Long Island Hip Fracture Lawyer

Hip fractures sustained in car accidents are among the most debilitating injuries in personal injury law. Unlike the popular image of hip fractures as injuries of the elderly caused by low-energy falls, high-energy car accident mechanisms can fracture the hip in patients of any age. These fractures dramatically impair mobility, frequently require major surgery — and sometimes total hip replacement — carry a significant risk of avascular necrosis of the femoral head, and can permanently alter a person's ability to walk, work, and care for themselves.

At Heitner Legal, our Long Island car accident lawyers have handled complex hip fracture cases involving femoral neck fractures with avascular necrosis, intertrochanteric fractures requiring cephalomedullary nailing, posterior hip dislocations causing sciatic nerve injury, and young plaintiffs facing a lifetime of orthopedic complications including the likelihood of one or more total hip arthroplasties. If you or a family member has suffered a hip fracture in a car accident on Long Island or anywhere in the New York metropolitan area, we are prepared to fight for the full compensation you deserve.

Anatomy of the Hip Relevant to Car Accident Fractures

The Proximal Femur

The hip joint is a ball-and-socket joint formed by the femoral head (the ball) and the acetabulum of the pelvis (the socket). The proximal femur — the upper end of the thigh bone — includes several anatomically and clinically distinct regions that are each relevant to fracture classification and treatment:

• Femoral head: The spherical ball of the joint, covered with articular cartilage. Its blood supply is almost entirely dependent on the retinacular vessels running along the femoral neck from the medial femoral circumflex artery — a critical vulnerability in femoral neck fractures.
• Femoral neck: The narrow column connecting the femoral head to the shaft. Fractures here are the most serious because they lie within the joint capsule (intracapsular) and directly threaten the femoral head's blood supply.
• Greater trochanter: The large bony prominence on the lateral aspect of the proximal femur where the abductor muscles (gluteus medius and minimus) and short external rotators attach. Fractures here can occur through avulsion or direct impact.
• Lesser trochanter: A smaller medial prominence where the iliopsoas (hip flexor) attaches. Isolated lesser trochanter fractures are uncommon but can occur in high-energy trauma.

■ **WHAT TO WORK ON**
Copy the passage from the hip fracture page word for word, from "Hip fractures sustained" up to and including "care for themselves.".

■ **RECORD EXCERPTS**

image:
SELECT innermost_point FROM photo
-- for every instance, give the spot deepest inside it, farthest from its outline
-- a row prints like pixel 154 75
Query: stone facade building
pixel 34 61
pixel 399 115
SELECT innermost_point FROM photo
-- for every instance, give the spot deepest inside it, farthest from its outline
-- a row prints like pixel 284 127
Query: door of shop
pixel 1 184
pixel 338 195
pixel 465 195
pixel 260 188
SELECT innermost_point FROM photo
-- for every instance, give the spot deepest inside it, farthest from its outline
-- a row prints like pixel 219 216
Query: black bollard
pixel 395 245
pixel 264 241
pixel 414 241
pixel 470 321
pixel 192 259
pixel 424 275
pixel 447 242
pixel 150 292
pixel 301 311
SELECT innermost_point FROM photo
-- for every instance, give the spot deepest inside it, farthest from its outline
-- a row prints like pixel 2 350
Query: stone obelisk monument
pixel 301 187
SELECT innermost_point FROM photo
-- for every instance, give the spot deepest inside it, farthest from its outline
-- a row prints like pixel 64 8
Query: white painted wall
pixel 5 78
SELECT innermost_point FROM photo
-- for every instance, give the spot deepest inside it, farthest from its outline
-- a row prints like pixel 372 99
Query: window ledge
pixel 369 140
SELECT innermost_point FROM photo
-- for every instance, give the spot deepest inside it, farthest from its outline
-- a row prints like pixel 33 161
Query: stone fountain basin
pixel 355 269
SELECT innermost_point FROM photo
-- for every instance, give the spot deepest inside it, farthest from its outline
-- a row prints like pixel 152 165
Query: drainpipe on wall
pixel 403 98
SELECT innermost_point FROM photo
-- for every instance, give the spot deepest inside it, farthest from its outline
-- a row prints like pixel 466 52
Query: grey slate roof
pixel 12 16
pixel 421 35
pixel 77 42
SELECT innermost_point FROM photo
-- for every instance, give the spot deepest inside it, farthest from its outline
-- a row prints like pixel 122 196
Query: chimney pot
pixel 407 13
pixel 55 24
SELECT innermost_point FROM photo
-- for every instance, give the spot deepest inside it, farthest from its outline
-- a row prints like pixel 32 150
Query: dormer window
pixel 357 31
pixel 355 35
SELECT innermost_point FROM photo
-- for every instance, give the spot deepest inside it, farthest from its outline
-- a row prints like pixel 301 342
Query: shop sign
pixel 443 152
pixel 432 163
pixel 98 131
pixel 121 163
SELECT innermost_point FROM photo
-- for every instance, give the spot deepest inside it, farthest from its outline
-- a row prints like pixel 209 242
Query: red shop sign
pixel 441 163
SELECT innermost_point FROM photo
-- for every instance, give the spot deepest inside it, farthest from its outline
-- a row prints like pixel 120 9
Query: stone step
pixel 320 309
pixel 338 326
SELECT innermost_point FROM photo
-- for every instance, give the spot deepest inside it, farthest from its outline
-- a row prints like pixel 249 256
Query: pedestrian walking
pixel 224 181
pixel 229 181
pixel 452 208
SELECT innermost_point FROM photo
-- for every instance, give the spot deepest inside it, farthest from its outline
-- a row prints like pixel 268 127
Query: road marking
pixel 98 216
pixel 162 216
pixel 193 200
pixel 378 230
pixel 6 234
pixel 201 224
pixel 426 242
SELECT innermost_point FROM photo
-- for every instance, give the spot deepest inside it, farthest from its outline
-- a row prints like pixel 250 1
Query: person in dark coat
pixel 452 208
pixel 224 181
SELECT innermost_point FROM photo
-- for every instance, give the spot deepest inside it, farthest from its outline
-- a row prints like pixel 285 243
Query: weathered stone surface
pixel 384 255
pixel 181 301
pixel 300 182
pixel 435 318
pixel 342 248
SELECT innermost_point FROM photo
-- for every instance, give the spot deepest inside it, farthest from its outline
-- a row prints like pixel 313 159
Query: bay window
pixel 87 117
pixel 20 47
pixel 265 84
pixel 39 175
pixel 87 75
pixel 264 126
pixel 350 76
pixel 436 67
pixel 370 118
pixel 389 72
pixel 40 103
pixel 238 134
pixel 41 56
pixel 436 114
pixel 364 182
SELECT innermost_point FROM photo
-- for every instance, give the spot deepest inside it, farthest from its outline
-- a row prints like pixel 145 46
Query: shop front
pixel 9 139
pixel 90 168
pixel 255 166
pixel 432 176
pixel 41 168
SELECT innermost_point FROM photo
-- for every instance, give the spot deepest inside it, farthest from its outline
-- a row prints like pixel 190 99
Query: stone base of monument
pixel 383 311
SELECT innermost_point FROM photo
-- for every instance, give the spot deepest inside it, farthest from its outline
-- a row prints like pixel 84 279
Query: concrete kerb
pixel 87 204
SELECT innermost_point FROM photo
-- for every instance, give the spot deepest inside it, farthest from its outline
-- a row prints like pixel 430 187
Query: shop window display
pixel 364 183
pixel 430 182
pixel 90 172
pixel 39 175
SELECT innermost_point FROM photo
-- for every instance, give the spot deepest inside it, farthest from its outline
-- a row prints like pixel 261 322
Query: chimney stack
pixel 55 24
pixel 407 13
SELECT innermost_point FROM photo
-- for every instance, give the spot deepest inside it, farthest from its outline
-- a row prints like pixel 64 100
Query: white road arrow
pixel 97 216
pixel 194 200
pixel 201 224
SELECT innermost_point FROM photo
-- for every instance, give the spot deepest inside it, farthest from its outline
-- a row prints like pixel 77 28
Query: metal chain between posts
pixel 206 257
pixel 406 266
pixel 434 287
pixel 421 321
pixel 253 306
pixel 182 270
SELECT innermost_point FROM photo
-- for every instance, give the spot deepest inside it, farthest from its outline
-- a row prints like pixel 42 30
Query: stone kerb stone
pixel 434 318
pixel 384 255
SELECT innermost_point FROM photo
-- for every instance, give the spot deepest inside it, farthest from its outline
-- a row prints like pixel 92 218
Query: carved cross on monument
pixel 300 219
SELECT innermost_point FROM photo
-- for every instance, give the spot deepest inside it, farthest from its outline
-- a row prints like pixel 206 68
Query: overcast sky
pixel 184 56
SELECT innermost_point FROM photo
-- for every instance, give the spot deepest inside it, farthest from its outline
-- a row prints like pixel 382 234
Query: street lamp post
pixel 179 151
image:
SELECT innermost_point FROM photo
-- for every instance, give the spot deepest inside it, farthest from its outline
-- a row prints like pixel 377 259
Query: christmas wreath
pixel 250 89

■ **EXERCISE OUTPUT**
Hip fractures sustained in car accidents are among the most debilitating injuries in personal injury law. Unlike the popular image of hip fractures as injuries of the elderly caused by low-energy falls, high-energy car accident mechanisms can fracture the hip in patients of any age. These fractures dramatically impair mobility, frequently require major surgery — and sometimes total hip replacement — carry a significant risk of avascular necrosis of the femoral head, and can permanently alter a person's ability to walk, work, and care for themselves.